### Goal 1:
Transcribe the part of the eSports career profile starting with "A business major, Clearence" and going on through "his work experience.".
### Goal 2:
In the eSports career profile, which company acquired the all-women professional eSports team that Clearence Cheung established?
### Goal 3:
Resume the eSports career profile after its final sentence and carry it forward in the same style.

### Excerpt to read:
Prepare to Venture into the eSports World

Nov 27, 2018


 

Opportunities only come to those who are prepared.
 

Clearence Cheung (BBA in Integrated BBA 2013) has expressed a keen interest in video games from a young age. He joined Google after finishing university and worked in advertising and YouTube content management. A few years later, he left the tech giant to start a digital marketing company with a partner. He subsequently ventured into the eSports business and established an all-women professional eSports team. It did not take long for the team to be acquired by Emperor Esports Stars, and he was recruited as the company’s Head of Business. Clearence attributes his passion and career success to his strong foundations, which help him seize opportunities that knock on his door.
 

Undergraduate Studies as a Time to Accumulate Experience Points

A business major, Clearence has shown a great deal of business acumen since the age of ten. As a keen online gamer, he did not just play to entertain himself but made money too. By obtaining sought-after weapons and reselling them to other players he was able to earn at least a thousand dollars a month.
 

Clearence had a fulfilling campus life at CUHK. Besides learning, he completed five internships in areas including event management, digital marketing and market research, starting from Year 2. He thinks the combination of theory and practice al experience gave him comprehensive understanding of the business world, and his extensive internship experience gave him an edge over his peers. One of the things that impressed Google and landed him a job there despite strong competition was his work experience.

### Provided data:
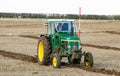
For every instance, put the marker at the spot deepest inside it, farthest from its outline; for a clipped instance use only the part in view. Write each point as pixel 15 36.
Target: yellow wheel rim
pixel 40 51
pixel 54 61
pixel 87 63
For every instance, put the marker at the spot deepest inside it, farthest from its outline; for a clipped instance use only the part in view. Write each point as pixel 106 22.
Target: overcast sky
pixel 99 7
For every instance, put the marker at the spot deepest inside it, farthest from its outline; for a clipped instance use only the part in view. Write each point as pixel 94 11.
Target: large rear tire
pixel 88 60
pixel 43 51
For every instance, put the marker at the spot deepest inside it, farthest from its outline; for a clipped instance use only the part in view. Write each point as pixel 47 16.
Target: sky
pixel 97 7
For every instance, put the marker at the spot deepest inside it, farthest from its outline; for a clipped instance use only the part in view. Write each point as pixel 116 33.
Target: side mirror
pixel 56 36
pixel 46 24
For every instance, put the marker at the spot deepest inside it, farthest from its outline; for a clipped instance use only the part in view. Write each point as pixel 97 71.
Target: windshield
pixel 65 26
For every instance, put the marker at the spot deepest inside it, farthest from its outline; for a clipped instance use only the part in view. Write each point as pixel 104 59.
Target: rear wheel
pixel 43 51
pixel 56 61
pixel 74 61
pixel 88 60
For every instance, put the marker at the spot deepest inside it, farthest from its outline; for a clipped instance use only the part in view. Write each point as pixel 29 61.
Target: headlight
pixel 69 46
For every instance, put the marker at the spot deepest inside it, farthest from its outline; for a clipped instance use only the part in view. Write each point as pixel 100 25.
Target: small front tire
pixel 56 61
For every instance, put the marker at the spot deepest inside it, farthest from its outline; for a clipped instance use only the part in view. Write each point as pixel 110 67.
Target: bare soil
pixel 18 45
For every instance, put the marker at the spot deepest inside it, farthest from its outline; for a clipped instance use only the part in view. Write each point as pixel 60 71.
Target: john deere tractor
pixel 60 41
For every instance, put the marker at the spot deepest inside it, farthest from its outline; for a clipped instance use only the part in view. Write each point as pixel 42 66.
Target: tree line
pixel 59 16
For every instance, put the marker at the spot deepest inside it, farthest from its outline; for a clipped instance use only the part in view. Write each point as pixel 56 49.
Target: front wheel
pixel 88 60
pixel 56 61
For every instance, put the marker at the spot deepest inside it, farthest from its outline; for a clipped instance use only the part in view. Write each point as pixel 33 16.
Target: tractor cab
pixel 60 41
pixel 62 26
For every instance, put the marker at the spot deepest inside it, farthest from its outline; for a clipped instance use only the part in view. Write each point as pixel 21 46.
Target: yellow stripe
pixel 71 40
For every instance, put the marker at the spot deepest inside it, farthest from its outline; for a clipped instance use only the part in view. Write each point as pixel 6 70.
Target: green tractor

### Reply 1:
A business major, Clearence has shown a great deal of business acumen since the age of ten. As a keen online gamer, he did not just play to entertain himself but made money too. By obtaining sought-after weapons and reselling them to other players he was able to earn at least a thousand dollars a month.
 

Clearence had a fulfilling campus life at CUHK. Besides learning, he completed five internships in areas including event management, digital marketing and market research, starting from Year 2. He thinks the combination of theory and practice al experience gave him comprehensive understanding of the business world, and his extensive internship experience gave him an edge over his peers. One of the things that impressed Google and landed him a job there despite strong competition was his work experience.

### Reply 2:
Emperor Esports Stars acquired the team.

### Reply 3:
 


Clearence (far right) joined a mentorship programme and worked under Prof. Andrew Chan (2nd from left), EMBA Programme Director. Clearence has met many business leaders through Prof. Chan.


“Leveling up” with Foresight and Network

Clearence led a remarkable career at Google and took on many different roles, including working with advertisers and advertising agencies. He was later appointed as the Hong Kong Partnership Manager of YouTube, responsible for the growth of YouTubers, assisting brokering partnerships between brands and YouTubers. However, he did not want to become complacent and work only one job in his entire life. As social media became more integrated into our daily lives and KOLs (key opinion leaders) played a more influential role in affecting consumers’ purchasing decisions, Clearence saw a business opportunity. He left Google after four years and founded digital marketing company Jengah Limited with his partner Elton.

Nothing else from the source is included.